• [WORK REQUIRED] Each line of the material should be set down exactly. Pictures are not part of the copy.

====== DATA SECTION

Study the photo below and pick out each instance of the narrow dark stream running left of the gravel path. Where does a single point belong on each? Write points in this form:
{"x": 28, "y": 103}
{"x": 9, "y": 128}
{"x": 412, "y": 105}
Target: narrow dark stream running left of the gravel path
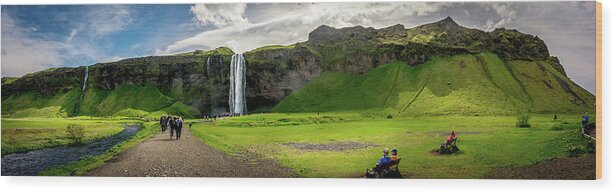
{"x": 33, "y": 162}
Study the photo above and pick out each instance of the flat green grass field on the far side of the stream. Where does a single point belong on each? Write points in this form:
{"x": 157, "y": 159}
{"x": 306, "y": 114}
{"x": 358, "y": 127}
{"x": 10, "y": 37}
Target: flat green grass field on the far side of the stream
{"x": 25, "y": 134}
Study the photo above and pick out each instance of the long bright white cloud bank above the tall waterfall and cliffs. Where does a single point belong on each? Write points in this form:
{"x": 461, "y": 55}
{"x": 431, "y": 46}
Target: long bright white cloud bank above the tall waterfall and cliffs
{"x": 290, "y": 23}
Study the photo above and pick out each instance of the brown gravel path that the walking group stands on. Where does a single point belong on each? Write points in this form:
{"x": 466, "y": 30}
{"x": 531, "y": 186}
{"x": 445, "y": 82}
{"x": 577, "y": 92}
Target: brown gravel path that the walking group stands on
{"x": 160, "y": 156}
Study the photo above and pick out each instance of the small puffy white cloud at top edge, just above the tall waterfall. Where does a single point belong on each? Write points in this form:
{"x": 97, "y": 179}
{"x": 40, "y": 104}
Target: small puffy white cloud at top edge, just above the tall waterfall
{"x": 219, "y": 15}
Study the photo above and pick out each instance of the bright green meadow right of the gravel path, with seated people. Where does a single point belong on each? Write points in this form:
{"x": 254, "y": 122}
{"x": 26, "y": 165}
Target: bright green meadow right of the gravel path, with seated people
{"x": 486, "y": 143}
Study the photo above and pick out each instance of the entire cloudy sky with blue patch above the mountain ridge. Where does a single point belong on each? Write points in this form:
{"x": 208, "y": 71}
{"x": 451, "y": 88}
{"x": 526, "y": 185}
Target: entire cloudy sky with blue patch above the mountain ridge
{"x": 35, "y": 38}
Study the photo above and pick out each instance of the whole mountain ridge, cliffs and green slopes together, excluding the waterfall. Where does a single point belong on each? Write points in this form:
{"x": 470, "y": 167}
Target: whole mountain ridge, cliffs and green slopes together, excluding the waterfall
{"x": 436, "y": 68}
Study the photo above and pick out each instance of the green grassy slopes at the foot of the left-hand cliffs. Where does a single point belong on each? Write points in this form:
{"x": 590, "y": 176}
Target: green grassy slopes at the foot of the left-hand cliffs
{"x": 125, "y": 100}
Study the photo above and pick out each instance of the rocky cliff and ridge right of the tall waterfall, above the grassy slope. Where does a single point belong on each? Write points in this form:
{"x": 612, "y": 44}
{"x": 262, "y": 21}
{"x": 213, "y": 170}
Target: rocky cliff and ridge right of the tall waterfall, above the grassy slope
{"x": 275, "y": 73}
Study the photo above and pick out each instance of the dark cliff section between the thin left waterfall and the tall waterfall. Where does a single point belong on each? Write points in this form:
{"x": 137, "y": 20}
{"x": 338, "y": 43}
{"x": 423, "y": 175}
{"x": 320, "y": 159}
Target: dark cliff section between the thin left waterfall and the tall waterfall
{"x": 200, "y": 81}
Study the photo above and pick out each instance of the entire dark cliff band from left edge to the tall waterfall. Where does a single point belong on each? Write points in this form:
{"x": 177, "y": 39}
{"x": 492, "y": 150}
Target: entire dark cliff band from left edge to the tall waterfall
{"x": 188, "y": 78}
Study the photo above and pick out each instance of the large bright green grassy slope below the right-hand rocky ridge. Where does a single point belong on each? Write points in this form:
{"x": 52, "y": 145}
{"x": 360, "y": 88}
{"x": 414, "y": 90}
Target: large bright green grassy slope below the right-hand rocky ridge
{"x": 480, "y": 84}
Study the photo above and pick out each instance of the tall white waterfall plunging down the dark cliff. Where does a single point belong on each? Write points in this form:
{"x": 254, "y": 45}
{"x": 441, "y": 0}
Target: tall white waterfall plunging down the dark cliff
{"x": 237, "y": 98}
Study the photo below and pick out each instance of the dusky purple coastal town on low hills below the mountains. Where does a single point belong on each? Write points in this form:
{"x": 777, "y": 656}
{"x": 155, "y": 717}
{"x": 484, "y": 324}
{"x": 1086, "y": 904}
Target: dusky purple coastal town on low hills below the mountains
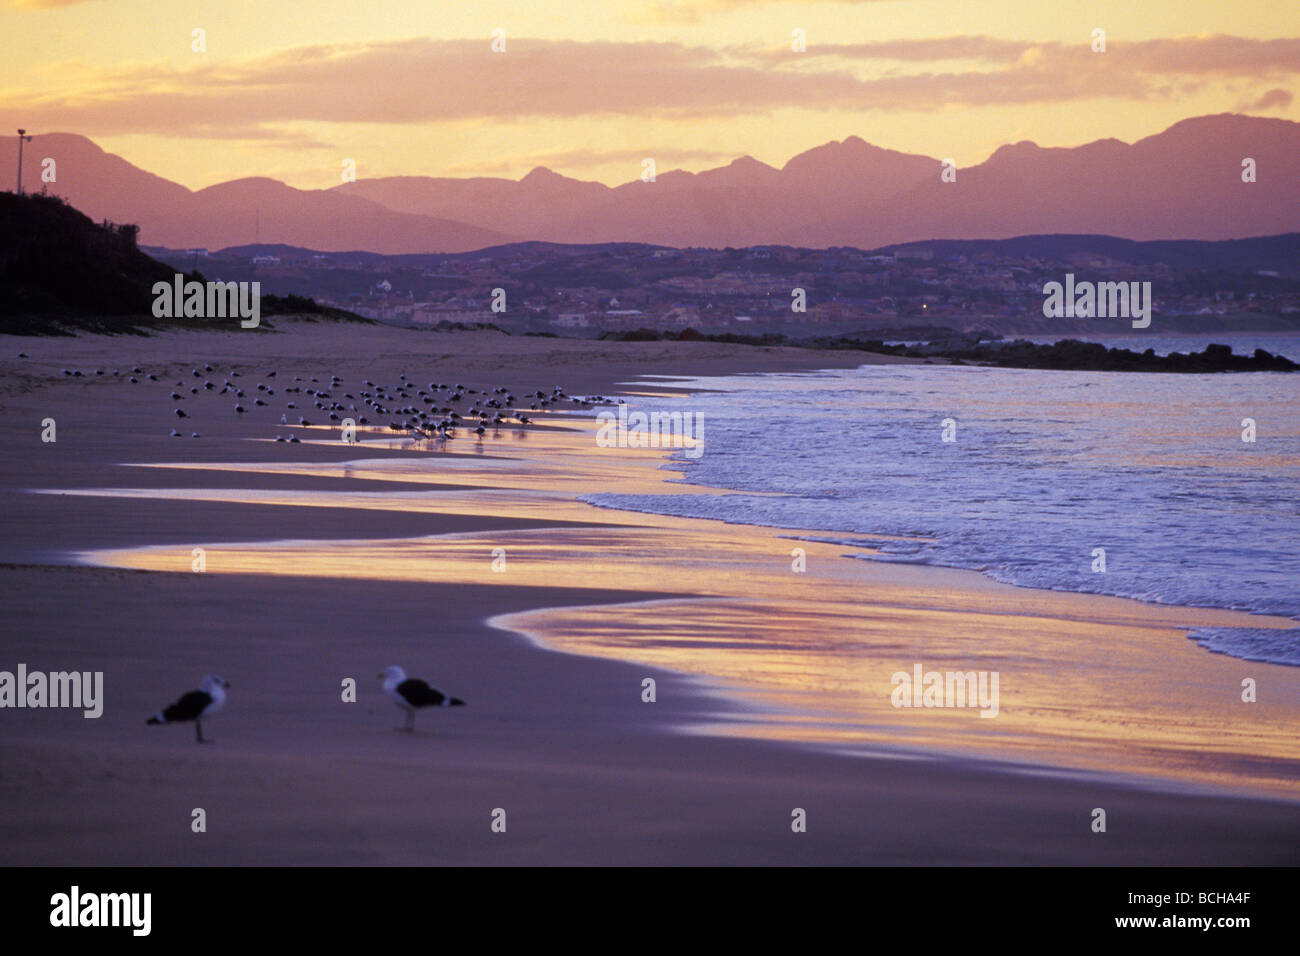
{"x": 591, "y": 291}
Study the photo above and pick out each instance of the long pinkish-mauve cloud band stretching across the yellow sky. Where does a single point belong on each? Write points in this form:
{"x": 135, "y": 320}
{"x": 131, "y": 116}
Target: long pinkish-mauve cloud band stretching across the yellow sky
{"x": 424, "y": 81}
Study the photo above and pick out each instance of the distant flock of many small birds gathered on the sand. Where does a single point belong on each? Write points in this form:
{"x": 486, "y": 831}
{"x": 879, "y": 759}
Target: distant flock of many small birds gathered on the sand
{"x": 427, "y": 413}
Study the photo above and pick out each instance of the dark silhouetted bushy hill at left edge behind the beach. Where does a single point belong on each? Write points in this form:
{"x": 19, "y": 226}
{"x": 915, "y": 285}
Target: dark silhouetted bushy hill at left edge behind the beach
{"x": 60, "y": 271}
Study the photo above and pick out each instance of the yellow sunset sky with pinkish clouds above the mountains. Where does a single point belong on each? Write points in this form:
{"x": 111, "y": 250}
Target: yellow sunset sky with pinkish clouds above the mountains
{"x": 293, "y": 89}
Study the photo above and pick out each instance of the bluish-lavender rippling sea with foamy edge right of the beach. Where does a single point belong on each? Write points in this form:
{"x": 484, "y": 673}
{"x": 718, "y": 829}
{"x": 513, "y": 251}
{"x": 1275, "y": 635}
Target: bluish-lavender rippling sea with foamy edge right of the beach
{"x": 1178, "y": 490}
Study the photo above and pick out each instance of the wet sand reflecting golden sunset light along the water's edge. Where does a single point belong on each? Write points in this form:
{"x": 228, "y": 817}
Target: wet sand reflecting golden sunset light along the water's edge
{"x": 1085, "y": 682}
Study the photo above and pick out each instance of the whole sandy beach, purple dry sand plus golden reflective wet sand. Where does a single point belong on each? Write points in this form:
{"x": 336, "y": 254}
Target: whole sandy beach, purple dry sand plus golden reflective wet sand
{"x": 327, "y": 561}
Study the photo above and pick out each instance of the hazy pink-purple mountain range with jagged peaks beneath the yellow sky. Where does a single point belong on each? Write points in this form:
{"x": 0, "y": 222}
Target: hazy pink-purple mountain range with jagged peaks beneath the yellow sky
{"x": 1185, "y": 183}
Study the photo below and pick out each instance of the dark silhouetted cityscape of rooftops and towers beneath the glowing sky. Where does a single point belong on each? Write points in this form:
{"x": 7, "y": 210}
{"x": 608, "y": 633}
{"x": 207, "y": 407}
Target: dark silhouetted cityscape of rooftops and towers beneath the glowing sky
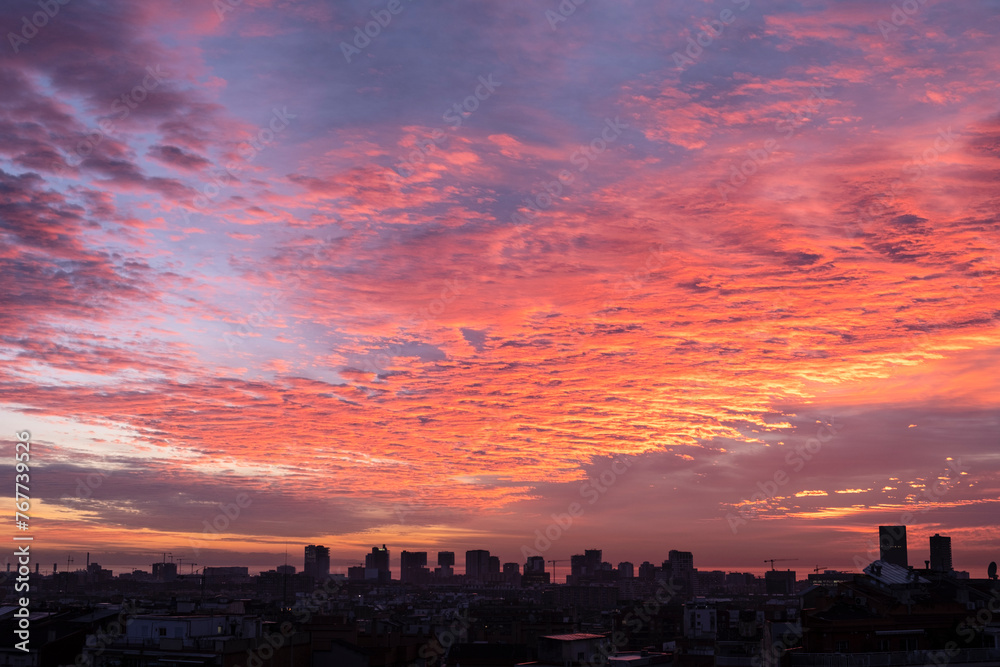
{"x": 510, "y": 614}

============

• [RESPONSE AREA]
Study the photo below and pick out each instance of the narrow dark stream running left of the gravel path. Where does a single point belong on each? Write points in this form:
{"x": 28, "y": 103}
{"x": 9, "y": 128}
{"x": 412, "y": 105}
Target: narrow dark stream running left of the gravel path
{"x": 33, "y": 162}
Study the photo above and pick out each instance of the flat green grass field on the far side of the stream. Where does a single point belong on each? Write points in this form:
{"x": 157, "y": 159}
{"x": 306, "y": 114}
{"x": 358, "y": 127}
{"x": 10, "y": 37}
Target: flat green grass field on the far side of the stream
{"x": 25, "y": 134}
Study the photo above and pick out each instance of the long bright white cloud bank above the tall waterfall and cliffs. Where does a single point belong on each? Write points in this form:
{"x": 461, "y": 55}
{"x": 431, "y": 46}
Target: long bright white cloud bank above the tall waterfall and cliffs
{"x": 290, "y": 23}
Study the photo above and pick out each instance of the brown gravel path that the walking group stands on. Where does a single point belong on each? Write points in this form:
{"x": 466, "y": 30}
{"x": 531, "y": 186}
{"x": 445, "y": 82}
{"x": 577, "y": 92}
Target: brown gravel path that the walking group stands on
{"x": 160, "y": 156}
Study the photo above and pick out each instance of the small puffy white cloud at top edge, just above the tall waterfall. Where does a single point belong on each? Write points in this form:
{"x": 97, "y": 179}
{"x": 40, "y": 104}
Target: small puffy white cloud at top edge, just above the tall waterfall
{"x": 219, "y": 15}
Study the photo above and pick out each instance of the bright green meadow right of the gravel path, with seated people. Where does a single point belong on each? Write points in this form:
{"x": 254, "y": 122}
{"x": 26, "y": 165}
Target: bright green meadow right of the gravel path, with seated people
{"x": 486, "y": 143}
Study the photo above and pick out each instance of the entire cloudy sky with blue patch above the mountain ridge. Where does a single point belong on each? Write points in this form:
{"x": 208, "y": 71}
{"x": 451, "y": 88}
{"x": 526, "y": 185}
Target: entire cloudy sky with blue patch above the mountain ridge
{"x": 35, "y": 38}
Study the photo above and pick out each instance of the whole mountain ridge, cliffs and green slopes together, excluding the waterfall. Where does a single point belong on each? Write points in this form:
{"x": 470, "y": 167}
Target: whole mountain ridge, cliffs and green slopes together, excluding the waterfall
{"x": 436, "y": 68}
Study the photo above and pick out each instance of the green grassy slopes at the foot of the left-hand cliffs. Where does a single point belong on each? Write points in this form:
{"x": 590, "y": 176}
Target: green grassy slopes at the foot of the left-hand cliffs
{"x": 125, "y": 100}
Study the photo above and pick out each instance of the rocky cliff and ridge right of the tall waterfall, above the grassy slope. Where does a single point belong on each? Write points in this form:
{"x": 612, "y": 44}
{"x": 262, "y": 21}
{"x": 213, "y": 170}
Target: rocky cliff and ridge right of the tall waterfall, above the grassy slope
{"x": 275, "y": 73}
Study the photo above and pick out each instance of the dark cliff section between the thin left waterfall and the tall waterfall. Where does a single point belong on each? Write points in this form:
{"x": 137, "y": 20}
{"x": 338, "y": 43}
{"x": 423, "y": 175}
{"x": 320, "y": 159}
Target: dark cliff section between the thin left waterfall and the tall waterfall
{"x": 200, "y": 81}
Study the photo above and pick out each instance of the entire dark cliff band from left edge to the tall waterfall. Where does a single point belong on each? Write points in this form:
{"x": 177, "y": 39}
{"x": 492, "y": 150}
Target: entire dark cliff band from left edge to the tall waterfall
{"x": 188, "y": 78}
Study the photo above and pick out each instance of the large bright green grassy slope below the right-hand rocky ridge. Where does a single point belong on each? Write points in this form:
{"x": 52, "y": 145}
{"x": 360, "y": 88}
{"x": 414, "y": 90}
Target: large bright green grassy slope below the right-hand rocky ridge
{"x": 480, "y": 84}
Study the photo above and pick out each instance of the tall white waterfall plunging down the dark cliff. Where does a single point belong on each? Write points in this form:
{"x": 254, "y": 45}
{"x": 441, "y": 0}
Target: tall white waterfall plunging down the dark cliff
{"x": 237, "y": 98}
Study the photo below and pick out each instance of the dusky purple coastal town on low hills below the mountains. Where does a single point belong on each? Write points in this form:
{"x": 777, "y": 656}
{"x": 155, "y": 717}
{"x": 484, "y": 324}
{"x": 1086, "y": 904}
Target: dusky purple coastal town on low hills below the mountains
{"x": 591, "y": 291}
Study the photo above and pick out each instance of the long pinkish-mauve cloud band stretching across the yellow sky. Where does a single point belong on each? Write points in this form:
{"x": 135, "y": 320}
{"x": 131, "y": 116}
Target: long pinkish-mauve cloud band stretching across the yellow sky
{"x": 424, "y": 81}
Study the photo above and pick out each instance of the distant flock of many small birds gathered on the sand. Where does a single point belong on each? Write points in this form:
{"x": 486, "y": 831}
{"x": 879, "y": 759}
Target: distant flock of many small birds gathered on the sand
{"x": 427, "y": 413}
Study the photo above and pick out each instance of the dark silhouetted bushy hill at left edge behind the beach. Where does a single point belong on each? Write points in this form:
{"x": 19, "y": 226}
{"x": 915, "y": 285}
Target: dark silhouetted bushy hill at left edge behind the beach
{"x": 60, "y": 271}
Study the photo above and pick out each instance of the yellow sunset sky with pinkish clouds above the mountains. Where does a single point belong on each? Write points in this form:
{"x": 111, "y": 250}
Target: yellow sunset sky with pinkish clouds above the mountains
{"x": 293, "y": 89}
Study the photo above and pick out each instance of the bluish-lavender rippling sea with foamy edge right of the beach. Where does a single point belong on each? Write points in this form:
{"x": 484, "y": 673}
{"x": 718, "y": 829}
{"x": 513, "y": 251}
{"x": 1275, "y": 635}
Target: bluish-lavender rippling sea with foamy edge right of the beach
{"x": 1178, "y": 490}
Study the photo above and pick out each instance of the wet sand reflecting golden sunset light along the water's edge. Where does a single point belong on each? Write points in this form:
{"x": 228, "y": 817}
Target: wet sand reflecting golden sunset light along the water's edge
{"x": 1085, "y": 682}
Study the photo above and pick out each instance of the whole sandy beach, purple dry sand plus golden reflective wet sand. Where does a single point belong on each? Write points in this form:
{"x": 336, "y": 254}
Target: whole sandy beach, purple dry sand plus golden reflective wet sand
{"x": 327, "y": 561}
Study the photo above and pick out each instance of the hazy pink-purple mountain range with jagged peaks beneath the yellow sky. Where does a single point belong on each? Write points in this form:
{"x": 0, "y": 222}
Target: hazy pink-purple mountain range with jagged peaks beneath the yellow sky
{"x": 1185, "y": 183}
Study the photo below and pick out each instance of the dark silhouetted cityscape of rooftops and towers beneath the glowing sky. Where does a single point belong on each? Write points in this form:
{"x": 7, "y": 210}
{"x": 608, "y": 633}
{"x": 207, "y": 407}
Target: dark silhouetted cityscape of rooftops and towers beneath the glowing sky
{"x": 510, "y": 614}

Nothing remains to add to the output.